● Given problem 1
In the letter on Western double standards, which men does it say the British killed in Uva?

## BEGIN Reading text

Double standards of the West
Mano RATWATTE
I totally agree with President Mahinda Rajapaksa’s comments about the
Uva Rebellion and how the Christian Colonial British committed genocide
by killing every able bodied man over 18 years of age, razing crops and
even taking away the salt from villages in Uva.
World history is replete with incidents where Western nations
including the US, Britain, France and Belgium (two leading EU nations)
committed crimes against humanity without ever having been called to
account for their sins. We all know about how Germany and Japan behaved
during World War-II but less is said about the victorious powers, their
excesses and the crimes in the Colonies because they won the war; hence
their excesses were never brought to light or mentioned at the Hague. No
one talks about winners in the same light as the vanquished. That is
because the way global media channels are controlled.

## END Reading text
## BEGIN Supplied entries

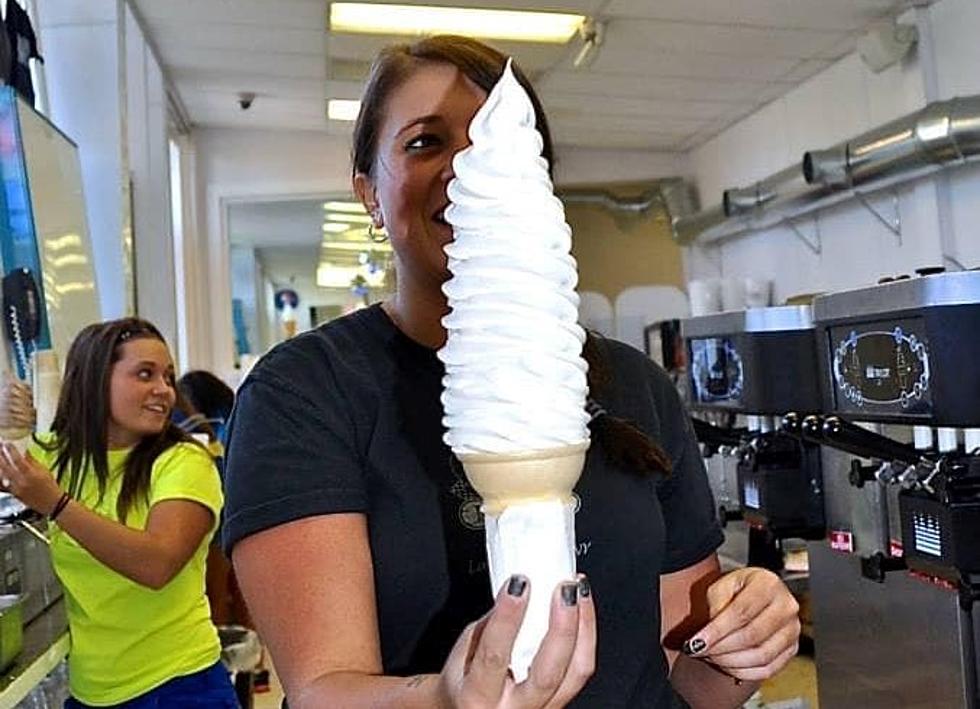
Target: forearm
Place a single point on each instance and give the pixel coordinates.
(705, 687)
(354, 690)
(133, 553)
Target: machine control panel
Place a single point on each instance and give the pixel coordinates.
(881, 368)
(717, 373)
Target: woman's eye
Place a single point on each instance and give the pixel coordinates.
(420, 142)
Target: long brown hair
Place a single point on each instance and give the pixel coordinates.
(80, 426)
(624, 443)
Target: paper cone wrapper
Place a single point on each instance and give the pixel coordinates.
(47, 388)
(529, 512)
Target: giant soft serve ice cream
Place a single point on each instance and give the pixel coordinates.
(515, 383)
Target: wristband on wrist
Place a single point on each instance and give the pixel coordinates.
(60, 506)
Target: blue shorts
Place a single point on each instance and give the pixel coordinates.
(207, 689)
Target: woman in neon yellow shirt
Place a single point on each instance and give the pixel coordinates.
(135, 502)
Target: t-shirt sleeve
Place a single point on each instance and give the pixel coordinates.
(291, 454)
(187, 472)
(693, 530)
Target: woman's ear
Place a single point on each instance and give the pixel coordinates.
(368, 195)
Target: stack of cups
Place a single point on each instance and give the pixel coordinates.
(714, 295)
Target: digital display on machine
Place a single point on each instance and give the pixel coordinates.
(717, 376)
(881, 367)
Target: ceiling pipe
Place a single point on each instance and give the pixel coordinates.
(942, 133)
(674, 196)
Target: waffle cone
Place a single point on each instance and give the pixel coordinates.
(504, 479)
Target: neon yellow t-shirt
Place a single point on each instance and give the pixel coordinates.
(127, 639)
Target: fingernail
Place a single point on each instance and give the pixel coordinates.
(694, 646)
(569, 594)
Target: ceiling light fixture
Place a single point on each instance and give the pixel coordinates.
(342, 109)
(552, 27)
(348, 218)
(355, 207)
(591, 33)
(355, 246)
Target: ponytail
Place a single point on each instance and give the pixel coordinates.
(624, 443)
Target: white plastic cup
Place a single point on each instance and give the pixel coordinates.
(758, 292)
(705, 296)
(732, 294)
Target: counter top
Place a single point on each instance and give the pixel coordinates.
(45, 645)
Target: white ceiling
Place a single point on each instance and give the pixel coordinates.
(669, 75)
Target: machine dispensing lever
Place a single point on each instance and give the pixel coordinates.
(716, 436)
(848, 437)
(860, 474)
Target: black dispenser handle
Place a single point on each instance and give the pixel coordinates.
(853, 439)
(715, 436)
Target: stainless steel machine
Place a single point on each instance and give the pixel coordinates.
(894, 585)
(758, 364)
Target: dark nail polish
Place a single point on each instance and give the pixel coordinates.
(694, 646)
(569, 594)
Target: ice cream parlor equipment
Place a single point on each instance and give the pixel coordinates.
(760, 364)
(48, 294)
(894, 586)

## END Supplied entries

● Given problem 2
Print the lines of the records from the line containing "Target: dark nail polish" through the last line of the records, including both ends.

● Worked solution 1
Every able-bodied man over 18 years of age.

● Worked solution 2
Target: dark nail polish
Place a single point on each instance and give the pixel coordinates.
(694, 646)
(569, 594)
Target: ice cream parlor equipment
Place a single point on each instance and give the pixel coordinates.
(760, 364)
(48, 294)
(894, 586)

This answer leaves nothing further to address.